▶ [SET TASK]
Starting at the line below that contains "Objective — one point per instance of the man's forearm", print each line through the end of the records exactly as it appears.

▶ [RECORDS TO USE]
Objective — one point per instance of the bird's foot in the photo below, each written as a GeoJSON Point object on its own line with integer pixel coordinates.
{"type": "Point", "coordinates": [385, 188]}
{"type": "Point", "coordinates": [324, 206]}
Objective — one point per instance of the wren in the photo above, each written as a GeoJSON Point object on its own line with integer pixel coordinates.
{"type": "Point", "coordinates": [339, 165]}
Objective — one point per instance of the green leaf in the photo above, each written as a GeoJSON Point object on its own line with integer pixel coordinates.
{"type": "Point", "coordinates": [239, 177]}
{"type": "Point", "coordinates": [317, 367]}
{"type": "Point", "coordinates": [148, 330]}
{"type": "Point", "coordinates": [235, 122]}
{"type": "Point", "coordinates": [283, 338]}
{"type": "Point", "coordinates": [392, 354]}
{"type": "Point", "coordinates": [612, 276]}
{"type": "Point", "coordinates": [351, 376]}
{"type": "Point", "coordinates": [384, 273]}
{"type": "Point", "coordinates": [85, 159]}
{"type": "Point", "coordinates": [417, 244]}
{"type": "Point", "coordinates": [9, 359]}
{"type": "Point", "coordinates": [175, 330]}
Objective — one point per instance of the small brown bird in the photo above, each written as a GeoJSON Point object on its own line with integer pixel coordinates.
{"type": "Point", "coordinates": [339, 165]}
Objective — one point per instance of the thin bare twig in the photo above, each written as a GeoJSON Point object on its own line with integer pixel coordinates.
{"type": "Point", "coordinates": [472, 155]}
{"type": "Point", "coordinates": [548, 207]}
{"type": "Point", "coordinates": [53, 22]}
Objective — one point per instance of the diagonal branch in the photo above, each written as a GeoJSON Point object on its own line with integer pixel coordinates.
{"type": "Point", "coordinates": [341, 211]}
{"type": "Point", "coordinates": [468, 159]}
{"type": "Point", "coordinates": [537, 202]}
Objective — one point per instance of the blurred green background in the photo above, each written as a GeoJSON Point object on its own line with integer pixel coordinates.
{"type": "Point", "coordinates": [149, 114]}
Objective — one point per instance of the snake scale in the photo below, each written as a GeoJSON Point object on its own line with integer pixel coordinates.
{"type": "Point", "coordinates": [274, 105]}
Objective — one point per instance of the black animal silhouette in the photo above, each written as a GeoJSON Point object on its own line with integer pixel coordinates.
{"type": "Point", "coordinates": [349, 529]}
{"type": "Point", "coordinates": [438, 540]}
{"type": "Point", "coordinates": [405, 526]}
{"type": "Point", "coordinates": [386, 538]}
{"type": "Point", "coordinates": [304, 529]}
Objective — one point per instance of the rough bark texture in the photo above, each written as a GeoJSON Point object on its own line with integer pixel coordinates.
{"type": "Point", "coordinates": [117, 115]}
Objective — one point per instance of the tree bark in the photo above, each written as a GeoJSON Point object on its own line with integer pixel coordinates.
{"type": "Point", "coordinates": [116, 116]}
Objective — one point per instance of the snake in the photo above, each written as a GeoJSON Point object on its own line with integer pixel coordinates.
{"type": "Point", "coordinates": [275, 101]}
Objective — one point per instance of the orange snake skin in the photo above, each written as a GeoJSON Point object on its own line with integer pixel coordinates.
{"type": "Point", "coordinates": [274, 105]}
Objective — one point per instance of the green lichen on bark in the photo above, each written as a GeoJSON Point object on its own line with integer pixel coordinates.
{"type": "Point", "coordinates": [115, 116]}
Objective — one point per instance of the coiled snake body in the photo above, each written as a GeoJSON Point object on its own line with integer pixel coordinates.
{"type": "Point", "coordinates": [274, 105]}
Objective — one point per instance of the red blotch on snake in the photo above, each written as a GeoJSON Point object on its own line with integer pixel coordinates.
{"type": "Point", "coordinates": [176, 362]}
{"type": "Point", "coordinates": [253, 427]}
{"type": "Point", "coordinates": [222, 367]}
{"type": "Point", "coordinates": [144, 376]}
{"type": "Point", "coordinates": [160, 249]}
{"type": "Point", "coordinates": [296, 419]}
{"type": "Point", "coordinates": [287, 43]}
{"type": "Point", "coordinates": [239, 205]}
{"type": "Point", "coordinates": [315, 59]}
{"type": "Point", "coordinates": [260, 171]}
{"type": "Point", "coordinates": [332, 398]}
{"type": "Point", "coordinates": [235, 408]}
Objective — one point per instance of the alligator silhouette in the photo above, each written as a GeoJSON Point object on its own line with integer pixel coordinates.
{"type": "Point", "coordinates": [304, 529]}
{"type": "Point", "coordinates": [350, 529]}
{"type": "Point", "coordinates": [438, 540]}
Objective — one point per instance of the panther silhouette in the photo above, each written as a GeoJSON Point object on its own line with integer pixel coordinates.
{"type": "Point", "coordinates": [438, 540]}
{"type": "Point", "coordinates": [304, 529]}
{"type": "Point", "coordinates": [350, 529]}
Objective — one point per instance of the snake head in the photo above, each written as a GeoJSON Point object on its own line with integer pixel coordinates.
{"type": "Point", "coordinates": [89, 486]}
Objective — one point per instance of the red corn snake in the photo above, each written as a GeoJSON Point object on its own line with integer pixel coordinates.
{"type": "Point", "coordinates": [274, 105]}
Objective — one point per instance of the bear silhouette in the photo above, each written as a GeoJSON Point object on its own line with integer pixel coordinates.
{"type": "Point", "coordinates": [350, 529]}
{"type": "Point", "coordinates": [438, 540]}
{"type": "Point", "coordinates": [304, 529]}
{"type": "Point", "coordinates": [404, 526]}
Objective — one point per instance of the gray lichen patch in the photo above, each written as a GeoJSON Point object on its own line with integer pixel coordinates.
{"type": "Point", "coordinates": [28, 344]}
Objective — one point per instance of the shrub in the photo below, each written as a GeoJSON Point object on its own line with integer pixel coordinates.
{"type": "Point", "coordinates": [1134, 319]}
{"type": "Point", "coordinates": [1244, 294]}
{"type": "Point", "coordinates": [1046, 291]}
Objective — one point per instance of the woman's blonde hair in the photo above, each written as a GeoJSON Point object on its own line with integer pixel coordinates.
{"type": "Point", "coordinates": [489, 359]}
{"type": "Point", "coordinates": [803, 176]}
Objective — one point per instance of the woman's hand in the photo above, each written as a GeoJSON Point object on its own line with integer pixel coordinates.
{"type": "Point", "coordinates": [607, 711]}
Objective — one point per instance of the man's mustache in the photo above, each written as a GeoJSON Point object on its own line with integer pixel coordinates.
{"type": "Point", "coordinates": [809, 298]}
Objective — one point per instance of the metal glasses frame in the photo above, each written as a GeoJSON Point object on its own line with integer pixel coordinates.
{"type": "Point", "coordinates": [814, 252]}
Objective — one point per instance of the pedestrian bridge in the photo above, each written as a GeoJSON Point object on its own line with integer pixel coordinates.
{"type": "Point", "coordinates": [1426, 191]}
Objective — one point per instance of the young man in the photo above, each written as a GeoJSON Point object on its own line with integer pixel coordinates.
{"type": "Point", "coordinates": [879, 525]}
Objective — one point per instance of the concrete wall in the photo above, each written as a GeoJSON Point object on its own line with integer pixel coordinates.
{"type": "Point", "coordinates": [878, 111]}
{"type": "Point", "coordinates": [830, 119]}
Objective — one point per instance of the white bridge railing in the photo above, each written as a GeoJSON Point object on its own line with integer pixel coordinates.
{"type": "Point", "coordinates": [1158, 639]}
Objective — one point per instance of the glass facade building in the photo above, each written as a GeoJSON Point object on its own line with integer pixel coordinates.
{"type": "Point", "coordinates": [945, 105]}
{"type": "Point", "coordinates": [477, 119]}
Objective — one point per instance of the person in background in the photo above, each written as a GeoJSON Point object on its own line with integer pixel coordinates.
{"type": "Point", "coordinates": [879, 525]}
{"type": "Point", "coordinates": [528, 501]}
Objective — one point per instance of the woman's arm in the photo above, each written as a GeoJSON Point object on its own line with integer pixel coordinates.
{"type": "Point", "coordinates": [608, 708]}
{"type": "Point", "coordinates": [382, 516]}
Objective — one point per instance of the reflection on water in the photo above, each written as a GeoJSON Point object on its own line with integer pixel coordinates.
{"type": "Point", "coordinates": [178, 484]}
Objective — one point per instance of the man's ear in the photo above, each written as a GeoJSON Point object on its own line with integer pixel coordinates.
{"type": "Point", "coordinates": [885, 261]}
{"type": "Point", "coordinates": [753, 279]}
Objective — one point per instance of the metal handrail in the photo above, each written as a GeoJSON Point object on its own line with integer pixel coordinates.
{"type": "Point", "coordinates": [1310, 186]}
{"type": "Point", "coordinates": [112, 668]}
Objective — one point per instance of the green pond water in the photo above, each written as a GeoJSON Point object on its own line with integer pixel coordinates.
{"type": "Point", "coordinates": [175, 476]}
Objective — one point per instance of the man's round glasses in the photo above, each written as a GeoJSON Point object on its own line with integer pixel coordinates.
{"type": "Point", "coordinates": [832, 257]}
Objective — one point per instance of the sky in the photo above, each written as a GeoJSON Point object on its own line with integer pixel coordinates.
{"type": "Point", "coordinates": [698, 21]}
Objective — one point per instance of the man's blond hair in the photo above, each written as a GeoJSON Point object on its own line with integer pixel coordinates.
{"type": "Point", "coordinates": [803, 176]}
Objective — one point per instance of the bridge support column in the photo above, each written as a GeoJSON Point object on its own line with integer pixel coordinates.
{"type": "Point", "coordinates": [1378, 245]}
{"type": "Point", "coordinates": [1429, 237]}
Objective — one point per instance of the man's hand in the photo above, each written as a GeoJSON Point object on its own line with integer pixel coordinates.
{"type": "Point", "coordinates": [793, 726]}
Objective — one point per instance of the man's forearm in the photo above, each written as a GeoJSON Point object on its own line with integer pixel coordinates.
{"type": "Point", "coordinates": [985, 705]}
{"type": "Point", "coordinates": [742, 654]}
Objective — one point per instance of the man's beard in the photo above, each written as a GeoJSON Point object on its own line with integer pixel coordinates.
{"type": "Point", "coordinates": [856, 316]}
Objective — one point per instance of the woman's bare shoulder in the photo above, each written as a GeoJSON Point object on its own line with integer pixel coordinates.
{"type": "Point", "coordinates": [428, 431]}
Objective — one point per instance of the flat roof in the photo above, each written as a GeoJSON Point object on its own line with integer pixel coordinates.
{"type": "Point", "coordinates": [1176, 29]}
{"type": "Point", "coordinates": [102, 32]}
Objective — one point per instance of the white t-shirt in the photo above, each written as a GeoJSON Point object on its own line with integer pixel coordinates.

▶ [COMPLETED EXERCISE]
Objective — one point per instance of the man's forearm in the photo above, each written as a GeoJSON Point object on its own line with integer pixel coordinates.
{"type": "Point", "coordinates": [985, 705]}
{"type": "Point", "coordinates": [742, 654]}
Objective — one point per instance of the man's beard in the photo above, each written as a GeoJSON Point object on its own line with integer pixel coordinates.
{"type": "Point", "coordinates": [856, 316]}
Objective — one point per instance of the woman's bare shoulder in the photo above, each written as a GeoJSON Point object on its own line with integer pixel coordinates.
{"type": "Point", "coordinates": [428, 431]}
Objective — one point per instance of the flat roof in the photo above, each written as a GeoJSON Point object on its own line with integer pixel coordinates.
{"type": "Point", "coordinates": [1176, 29]}
{"type": "Point", "coordinates": [102, 32]}
Objective — one point per instance of the white t-shirt in the photo above, each written as a GeoJSON Point object on its own line with integer pixel coordinates.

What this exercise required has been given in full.